WHAT YOU ARE ASKED TO DO:
In full and word for word, return the listing that follows.

——————

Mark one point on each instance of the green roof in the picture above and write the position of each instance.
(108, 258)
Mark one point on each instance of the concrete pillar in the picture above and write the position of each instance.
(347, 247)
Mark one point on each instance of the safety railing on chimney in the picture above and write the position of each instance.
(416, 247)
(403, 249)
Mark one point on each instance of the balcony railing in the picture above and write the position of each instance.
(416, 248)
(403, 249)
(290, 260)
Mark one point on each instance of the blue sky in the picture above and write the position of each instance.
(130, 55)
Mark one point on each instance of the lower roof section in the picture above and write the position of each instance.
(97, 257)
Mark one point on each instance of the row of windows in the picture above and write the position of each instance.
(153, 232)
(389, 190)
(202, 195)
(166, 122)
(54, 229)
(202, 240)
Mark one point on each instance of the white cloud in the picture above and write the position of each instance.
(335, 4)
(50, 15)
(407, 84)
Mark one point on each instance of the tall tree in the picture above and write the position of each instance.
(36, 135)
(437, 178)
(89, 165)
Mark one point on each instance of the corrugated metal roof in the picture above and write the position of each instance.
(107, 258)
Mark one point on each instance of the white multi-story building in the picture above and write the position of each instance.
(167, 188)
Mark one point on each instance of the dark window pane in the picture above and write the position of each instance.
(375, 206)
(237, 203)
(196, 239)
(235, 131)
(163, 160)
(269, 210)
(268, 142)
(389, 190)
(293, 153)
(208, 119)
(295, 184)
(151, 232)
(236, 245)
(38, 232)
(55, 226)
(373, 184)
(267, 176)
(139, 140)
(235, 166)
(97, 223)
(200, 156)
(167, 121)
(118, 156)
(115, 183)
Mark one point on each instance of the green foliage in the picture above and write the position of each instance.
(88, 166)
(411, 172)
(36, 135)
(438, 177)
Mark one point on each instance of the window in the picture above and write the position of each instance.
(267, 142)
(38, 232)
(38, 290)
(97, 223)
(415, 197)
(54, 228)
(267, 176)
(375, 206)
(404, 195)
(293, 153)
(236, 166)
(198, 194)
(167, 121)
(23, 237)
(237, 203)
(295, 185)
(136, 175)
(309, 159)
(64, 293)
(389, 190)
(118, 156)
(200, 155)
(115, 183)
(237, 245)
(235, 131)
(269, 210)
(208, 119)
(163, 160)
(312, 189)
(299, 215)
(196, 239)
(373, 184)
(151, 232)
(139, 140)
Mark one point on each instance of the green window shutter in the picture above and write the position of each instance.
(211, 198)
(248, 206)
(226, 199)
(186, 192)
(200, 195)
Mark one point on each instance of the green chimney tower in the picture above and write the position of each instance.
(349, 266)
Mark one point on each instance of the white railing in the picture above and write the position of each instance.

——————

PROBLEM SOLUTION:
Mark one point on each instance of the green roof in the picture above and write the position of each instance.
(108, 258)
Mark one point on each instance of the concrete pillar in the picture above and write the position of each instance.
(347, 247)
Mark one point on each instance of the safety railing on chimney in the picture above and write the position of each instance.
(416, 247)
(403, 249)
Mark one point on each instance of the balcony railing in the picture above and write the position of each instance.
(416, 248)
(403, 249)
(290, 260)
Mark one point on each instance of the blue sky in the picture above and write the position of each instance.
(130, 55)
Mark one point on each instance of the lower roof section in the picture above and write the position of each instance.
(97, 257)
Mark one point on each instance of the row of windows in the picture above and write the position of each instance.
(153, 232)
(389, 190)
(202, 195)
(166, 122)
(54, 229)
(202, 240)
Mark one point on each instance of the white cloud in the picture above and write the position of each instance.
(335, 4)
(50, 15)
(407, 84)
Mark one point on each instance of the tall tree in the picture above and write the position of each instance.
(36, 135)
(437, 178)
(89, 165)
Mark one point on each instance of the corrugated metal roof in the picture above and write the position of each instance.
(107, 258)
Mark one point on each instance of the white multi-story building in the picture above and write the position of each instance.
(167, 188)
Mark one point on each instance of the dark window pane in the picture above and write the position of each instance.
(375, 206)
(237, 203)
(196, 239)
(235, 131)
(163, 160)
(269, 210)
(268, 142)
(389, 190)
(293, 153)
(208, 119)
(295, 184)
(151, 232)
(236, 245)
(38, 232)
(55, 226)
(373, 184)
(267, 176)
(139, 140)
(235, 166)
(97, 223)
(200, 156)
(167, 121)
(118, 156)
(115, 183)
Mark one point on each instance of the green foliage in the picture above and write the position of each instance.
(88, 166)
(411, 172)
(36, 135)
(438, 177)
Mark one point on each instance of the window in the picture above and write the position of each instance.
(267, 142)
(38, 232)
(38, 290)
(97, 223)
(415, 197)
(54, 228)
(267, 176)
(375, 206)
(404, 195)
(293, 153)
(236, 166)
(198, 194)
(167, 121)
(23, 237)
(237, 203)
(295, 185)
(136, 175)
(309, 159)
(64, 293)
(389, 190)
(118, 156)
(200, 155)
(115, 183)
(237, 245)
(235, 131)
(269, 210)
(208, 119)
(163, 160)
(312, 189)
(299, 215)
(196, 239)
(373, 184)
(151, 232)
(139, 140)
Mark one point on each instance of the green window shutter in the picture above and write the position of each instance.
(211, 198)
(248, 206)
(226, 199)
(186, 192)
(200, 195)
Mark one point on each instance of the green chimney tower in the picture above and write the position of each instance.
(349, 266)
Mark one point on each instance of the white railing in the picture above and write the position of each instance.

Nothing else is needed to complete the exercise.